### Your task
Copy the stretch of entries from the line that contains "Can you find the feathery" through the line that contains "x=218, y=276", without any change.

### Available records
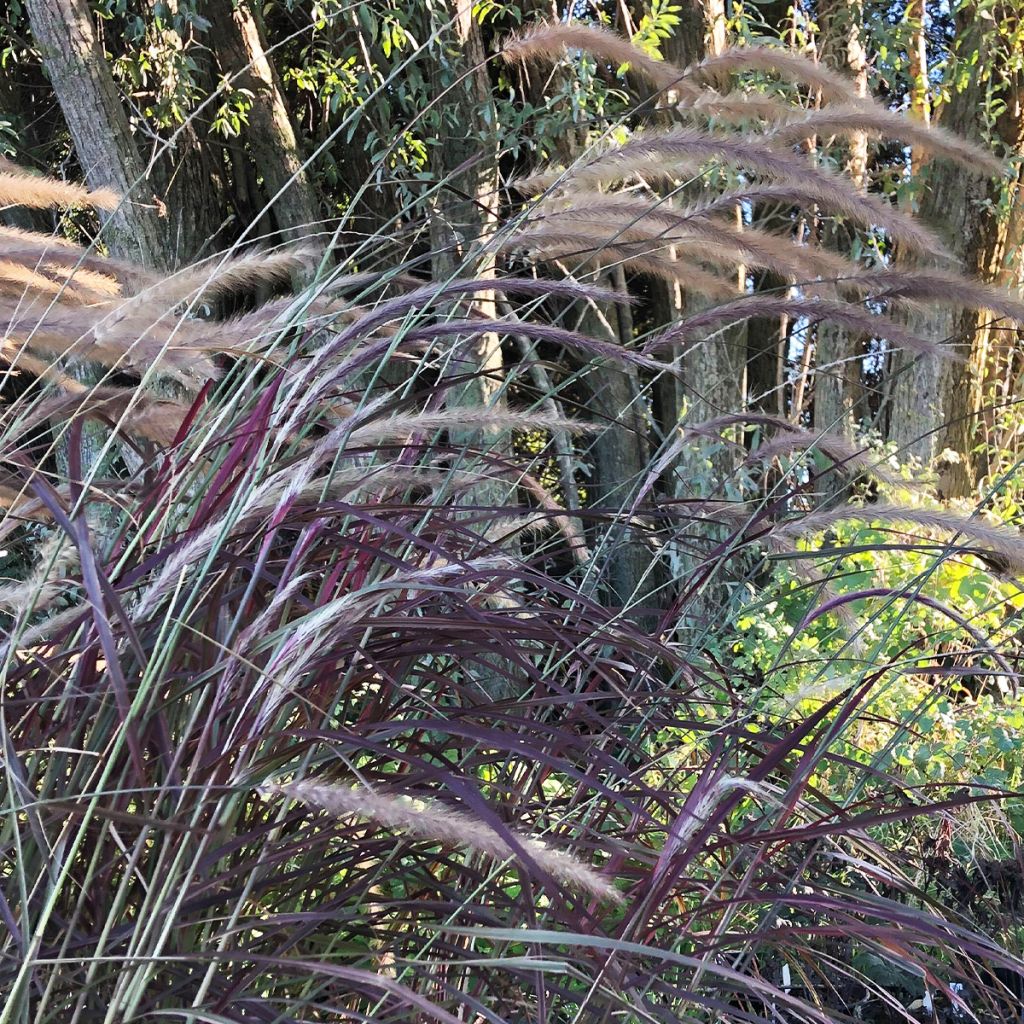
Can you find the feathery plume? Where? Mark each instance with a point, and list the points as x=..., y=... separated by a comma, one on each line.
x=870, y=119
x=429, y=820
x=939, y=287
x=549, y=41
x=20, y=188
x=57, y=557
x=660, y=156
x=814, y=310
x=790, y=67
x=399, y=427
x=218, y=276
---
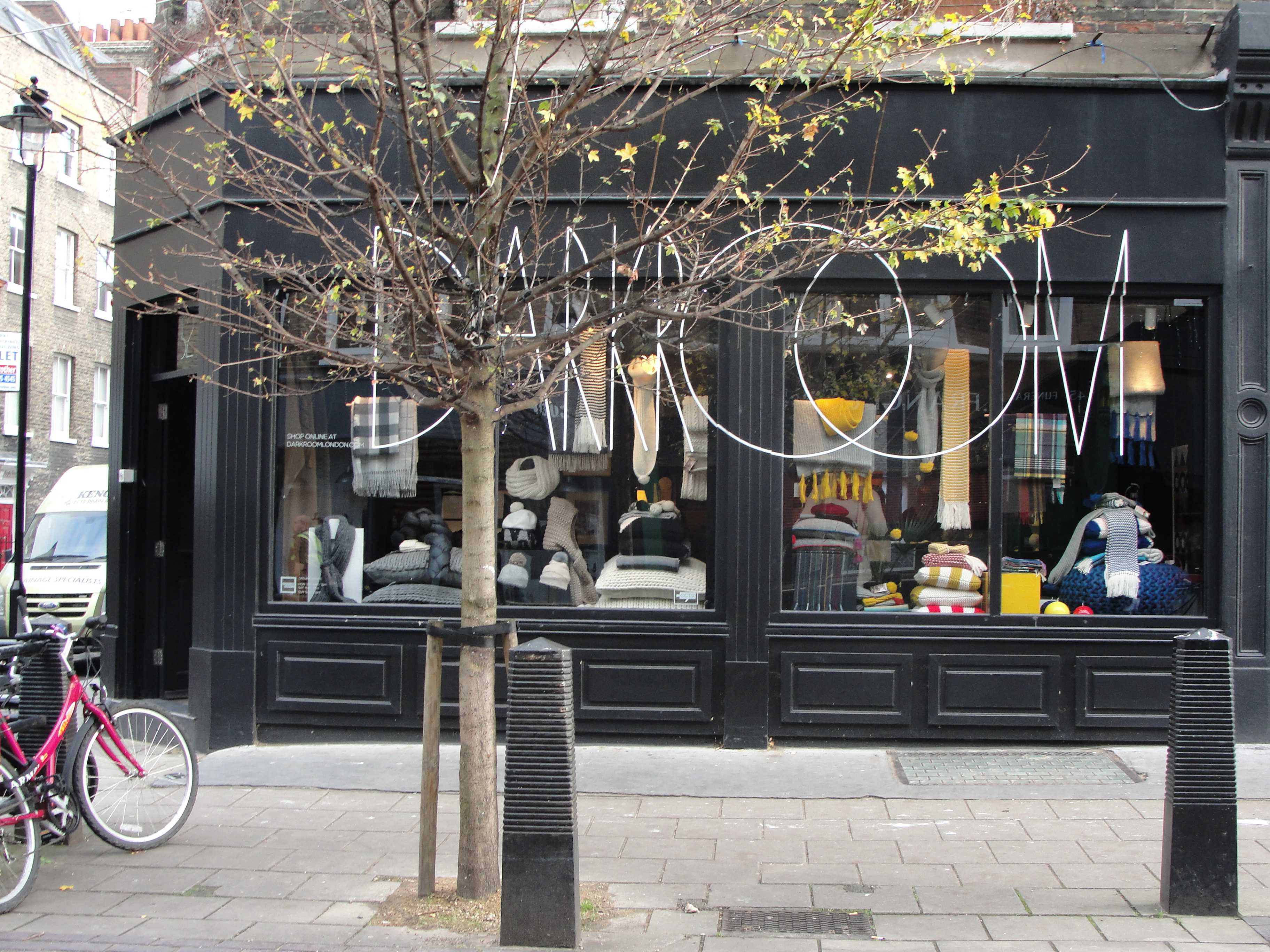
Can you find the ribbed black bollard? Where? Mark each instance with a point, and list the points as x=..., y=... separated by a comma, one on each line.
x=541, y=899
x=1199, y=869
--
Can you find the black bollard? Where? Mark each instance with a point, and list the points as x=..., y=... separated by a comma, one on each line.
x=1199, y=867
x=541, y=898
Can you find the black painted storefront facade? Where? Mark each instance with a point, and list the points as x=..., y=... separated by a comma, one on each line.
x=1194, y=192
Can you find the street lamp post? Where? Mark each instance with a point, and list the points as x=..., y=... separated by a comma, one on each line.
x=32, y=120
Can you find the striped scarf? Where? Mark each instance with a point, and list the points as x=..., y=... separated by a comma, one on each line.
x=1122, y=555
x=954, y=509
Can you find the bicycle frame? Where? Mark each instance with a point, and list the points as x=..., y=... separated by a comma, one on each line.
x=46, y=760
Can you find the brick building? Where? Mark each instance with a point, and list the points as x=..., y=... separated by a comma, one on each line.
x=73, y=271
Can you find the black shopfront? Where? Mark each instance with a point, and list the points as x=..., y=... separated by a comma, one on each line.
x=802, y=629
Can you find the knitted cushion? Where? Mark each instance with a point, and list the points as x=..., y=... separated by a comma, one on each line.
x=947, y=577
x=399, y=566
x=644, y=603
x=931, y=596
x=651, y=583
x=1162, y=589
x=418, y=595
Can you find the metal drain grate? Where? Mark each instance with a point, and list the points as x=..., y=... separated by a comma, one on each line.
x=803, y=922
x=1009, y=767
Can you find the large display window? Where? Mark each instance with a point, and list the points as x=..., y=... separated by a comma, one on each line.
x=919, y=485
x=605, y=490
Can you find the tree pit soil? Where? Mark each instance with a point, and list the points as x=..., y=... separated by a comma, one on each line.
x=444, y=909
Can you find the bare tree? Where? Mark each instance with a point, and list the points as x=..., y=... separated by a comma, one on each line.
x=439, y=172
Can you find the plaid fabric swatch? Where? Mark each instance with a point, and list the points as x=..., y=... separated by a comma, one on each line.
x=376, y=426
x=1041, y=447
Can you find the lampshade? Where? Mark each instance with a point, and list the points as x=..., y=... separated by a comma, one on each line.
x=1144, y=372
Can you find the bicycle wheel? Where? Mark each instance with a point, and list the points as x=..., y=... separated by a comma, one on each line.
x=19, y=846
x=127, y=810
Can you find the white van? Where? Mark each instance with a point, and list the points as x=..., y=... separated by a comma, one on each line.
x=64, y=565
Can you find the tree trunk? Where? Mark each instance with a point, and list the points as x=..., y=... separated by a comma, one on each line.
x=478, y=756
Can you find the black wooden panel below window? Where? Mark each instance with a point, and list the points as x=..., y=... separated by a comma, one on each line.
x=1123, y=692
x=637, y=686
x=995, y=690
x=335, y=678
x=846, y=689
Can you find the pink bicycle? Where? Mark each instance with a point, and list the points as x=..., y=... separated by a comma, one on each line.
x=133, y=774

### Solution to this task
Can you find the feathery plume? Where? Mark each instance with a point, and list the points as x=..., y=... separated by a comma, one on each line.
x=870, y=119
x=429, y=820
x=939, y=287
x=549, y=41
x=20, y=188
x=57, y=557
x=660, y=156
x=814, y=310
x=790, y=67
x=399, y=427
x=218, y=276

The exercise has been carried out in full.